• [Task prompt] Retype all of the data below word for word, line by line.

** Begin Material for this exercise **

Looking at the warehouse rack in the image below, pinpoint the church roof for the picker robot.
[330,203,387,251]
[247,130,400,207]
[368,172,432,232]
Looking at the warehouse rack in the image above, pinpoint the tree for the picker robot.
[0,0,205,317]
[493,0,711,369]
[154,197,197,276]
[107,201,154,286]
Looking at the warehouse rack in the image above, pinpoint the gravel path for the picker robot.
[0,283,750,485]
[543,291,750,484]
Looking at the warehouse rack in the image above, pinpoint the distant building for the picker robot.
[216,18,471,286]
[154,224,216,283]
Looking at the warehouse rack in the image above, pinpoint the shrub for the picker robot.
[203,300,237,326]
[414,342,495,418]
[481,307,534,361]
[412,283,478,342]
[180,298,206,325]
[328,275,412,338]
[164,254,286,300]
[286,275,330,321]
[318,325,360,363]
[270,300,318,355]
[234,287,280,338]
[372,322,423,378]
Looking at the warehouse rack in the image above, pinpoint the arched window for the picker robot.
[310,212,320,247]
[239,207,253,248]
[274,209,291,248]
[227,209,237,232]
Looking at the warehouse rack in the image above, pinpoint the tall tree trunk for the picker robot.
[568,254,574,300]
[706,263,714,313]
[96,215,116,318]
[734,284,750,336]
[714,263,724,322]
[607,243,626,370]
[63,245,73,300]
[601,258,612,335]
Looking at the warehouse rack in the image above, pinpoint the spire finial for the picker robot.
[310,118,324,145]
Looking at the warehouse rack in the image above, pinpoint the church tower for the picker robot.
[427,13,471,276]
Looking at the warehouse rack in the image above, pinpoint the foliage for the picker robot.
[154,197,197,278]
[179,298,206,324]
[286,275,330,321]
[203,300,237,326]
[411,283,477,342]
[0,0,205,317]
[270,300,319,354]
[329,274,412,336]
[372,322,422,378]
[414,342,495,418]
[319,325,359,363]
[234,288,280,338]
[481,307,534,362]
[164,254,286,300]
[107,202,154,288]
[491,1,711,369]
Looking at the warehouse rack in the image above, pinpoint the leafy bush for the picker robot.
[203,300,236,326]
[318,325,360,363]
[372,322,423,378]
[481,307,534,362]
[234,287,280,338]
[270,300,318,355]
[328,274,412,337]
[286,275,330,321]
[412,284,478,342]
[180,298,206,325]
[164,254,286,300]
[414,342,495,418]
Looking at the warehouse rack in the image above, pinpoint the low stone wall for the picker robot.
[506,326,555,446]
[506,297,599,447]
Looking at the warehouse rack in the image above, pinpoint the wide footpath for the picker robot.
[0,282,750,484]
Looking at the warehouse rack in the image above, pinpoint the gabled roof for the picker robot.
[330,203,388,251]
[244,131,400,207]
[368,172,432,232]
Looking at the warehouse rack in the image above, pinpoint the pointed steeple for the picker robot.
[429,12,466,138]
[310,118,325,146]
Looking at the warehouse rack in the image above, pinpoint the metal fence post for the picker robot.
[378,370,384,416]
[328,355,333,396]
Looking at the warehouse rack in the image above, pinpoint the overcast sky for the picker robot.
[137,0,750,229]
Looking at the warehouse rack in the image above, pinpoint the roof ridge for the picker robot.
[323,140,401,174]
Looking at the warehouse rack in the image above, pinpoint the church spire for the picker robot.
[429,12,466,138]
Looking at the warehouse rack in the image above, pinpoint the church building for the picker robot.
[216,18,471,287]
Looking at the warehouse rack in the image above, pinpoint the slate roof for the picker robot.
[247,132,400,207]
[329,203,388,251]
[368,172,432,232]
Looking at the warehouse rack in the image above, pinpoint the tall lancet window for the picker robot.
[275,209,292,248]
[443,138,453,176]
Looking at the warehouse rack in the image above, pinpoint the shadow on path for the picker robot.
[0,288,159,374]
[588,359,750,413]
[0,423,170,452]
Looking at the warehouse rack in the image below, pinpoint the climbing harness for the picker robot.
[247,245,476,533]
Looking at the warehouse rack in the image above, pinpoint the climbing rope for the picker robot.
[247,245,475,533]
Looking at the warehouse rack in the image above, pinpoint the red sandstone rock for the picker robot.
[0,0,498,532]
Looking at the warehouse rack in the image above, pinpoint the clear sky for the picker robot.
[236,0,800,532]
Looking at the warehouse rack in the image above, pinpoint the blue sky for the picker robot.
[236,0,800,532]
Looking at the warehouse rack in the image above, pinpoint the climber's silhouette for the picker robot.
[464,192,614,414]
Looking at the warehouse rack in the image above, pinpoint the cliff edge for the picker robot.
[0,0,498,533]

** End Material for this exercise **

• [Complete output]
Looking at the warehouse rack in the image below, pinpoint the church roof for the picker robot.
[330,203,387,251]
[247,130,400,207]
[368,172,432,232]
Looking at the warehouse rack in the image above, pinpoint the tree for the picker robot.
[0,0,205,317]
[493,0,711,369]
[154,197,197,276]
[107,201,154,286]
Looking at the warehouse rack in the image above, pinpoint the gravel path for the picker robot.
[0,283,750,485]
[543,291,750,484]
Looking at the warehouse rack in the image above, pinpoint the distant building for the picker robot.
[216,18,471,286]
[154,224,216,283]
Looking at the warehouse rack in the image above, pinpoint the shrub for the picker robot.
[203,300,237,326]
[414,342,495,418]
[481,307,534,361]
[412,283,478,342]
[180,298,206,325]
[328,275,412,338]
[164,254,286,300]
[286,275,330,321]
[318,325,360,363]
[270,300,318,355]
[234,287,280,338]
[372,322,423,378]
Looking at the warehouse rack in the image above, pinpoint the arched window for the picker robot.
[310,212,320,247]
[239,207,253,248]
[274,209,291,248]
[227,209,237,232]
Looking at the warehouse rack in the image above, pinpoint the tall tree trunk for the picker robot.
[568,254,574,300]
[706,263,714,313]
[96,215,116,318]
[734,284,750,336]
[714,263,724,322]
[607,243,626,370]
[63,245,73,300]
[601,258,612,335]
Looking at the warehouse rack in the image above, pinpoint the spire finial for the picker robot.
[310,118,324,145]
Looking at the warehouse rack in the image above, pinpoint the church tower for the picker robot.
[427,13,471,276]
Looking at the warehouse rack in the image above, pinpoint the foliage for the picker robot.
[154,197,197,278]
[179,298,206,324]
[286,275,330,321]
[203,300,237,326]
[411,283,477,342]
[0,0,205,317]
[270,300,319,354]
[329,274,412,336]
[372,322,422,378]
[414,342,495,418]
[319,325,359,363]
[234,288,280,338]
[481,307,534,362]
[164,254,286,300]
[107,202,154,288]
[491,1,711,369]
Looking at the warehouse rack in the image above, pinpoint the leafy bush for the picker robot.
[203,300,236,326]
[318,325,360,363]
[372,322,423,378]
[481,307,534,362]
[234,287,280,338]
[270,300,318,355]
[328,274,412,337]
[286,275,330,321]
[412,284,478,342]
[180,298,206,325]
[164,254,286,300]
[414,342,495,418]
Looking at the warehouse rack in the image above, pinpoint the low stone wall for the picker robot.
[506,326,555,446]
[506,297,599,447]
Looking at the warehouse rack in the image above, pinpoint the wide footpath for the picker robot.
[0,282,750,484]
Looking at the warehouse rack in the image above, pinpoint the gabled roof for the picker robot.
[330,203,388,251]
[244,131,400,207]
[368,172,432,232]
Looking at the warehouse rack in the image above, pinpoint the pointed steeple for the picker robot.
[429,12,466,138]
[310,118,325,146]
Looking at the warehouse rack in the image above, pinpoint the metal fence post for the picker robot.
[378,370,384,416]
[328,355,333,396]
Looking at the warehouse rack in the image above, pinpoint the overcast sky for the picker robot.
[137,0,750,229]
Looking at the warehouse rack in the image above, pinpoint the roof ridge for the picker robot.
[323,140,401,174]
Looking at the warehouse rack in the image above, pinpoint the church spire for the picker robot.
[429,12,466,138]
Looking at the warehouse rack in the image above, pinpoint the church building for the picker robot.
[216,18,471,287]
Looking at the warehouse rack in the image above, pinpoint the slate roof for the picker robot.
[247,132,400,207]
[329,203,388,251]
[368,172,432,232]
Looking at the warehouse rack in the image above, pinpoint the tall lancet window for the picker robot.
[275,209,292,248]
[443,138,453,176]
Looking at the warehouse rack in the image above, pinpoint the shadow on path for the picker robot.
[0,288,159,374]
[588,359,750,413]
[0,423,170,452]
Looking at the warehouse rack in the image below, pinpoint the climbing harness for the picker robot.
[247,245,476,533]
Looking at the warehouse rack in the image above, pinpoint the climbing rope for the picker robot.
[247,245,475,533]
Looking at the warehouse rack in the image above, pinpoint the red sandstone rock for the picker robot.
[0,0,498,532]
Looking at the warehouse rack in the image above, pinpoint the clear sky for the picker robot.
[236,0,800,532]
Looking at the warehouse rack in the image above, pinpoint the blue sky for the picker robot.
[236,0,800,532]
Looking at the warehouse rack in the image above, pinpoint the climber's silhouette for the picker robot.
[464,192,614,414]
Looking at the warehouse rack in the image above, pinpoint the cliff edge for the picker robot.
[0,0,498,533]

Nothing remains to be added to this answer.